* Entries taken from a collection:

---

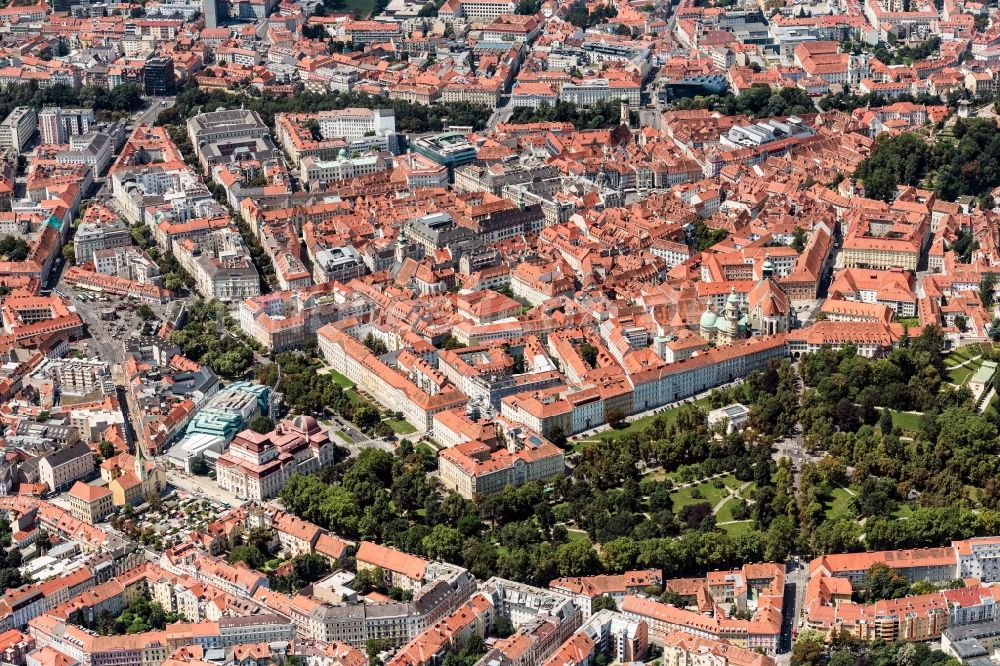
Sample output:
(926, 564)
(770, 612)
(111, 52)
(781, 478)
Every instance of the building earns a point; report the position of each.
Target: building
(88, 503)
(586, 589)
(257, 467)
(60, 469)
(412, 387)
(475, 468)
(56, 125)
(449, 149)
(158, 76)
(683, 649)
(18, 127)
(217, 126)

---

* Task to complete:
Extract the entries in full, exactly as they are, minus the pictures.

* Response to the task:
Sample output:
(926, 564)
(770, 612)
(111, 52)
(781, 478)
Every instance of the building earns a point; report the position of each.
Target: building
(88, 503)
(586, 589)
(257, 467)
(60, 469)
(412, 387)
(475, 468)
(56, 125)
(449, 149)
(158, 76)
(683, 649)
(18, 127)
(217, 126)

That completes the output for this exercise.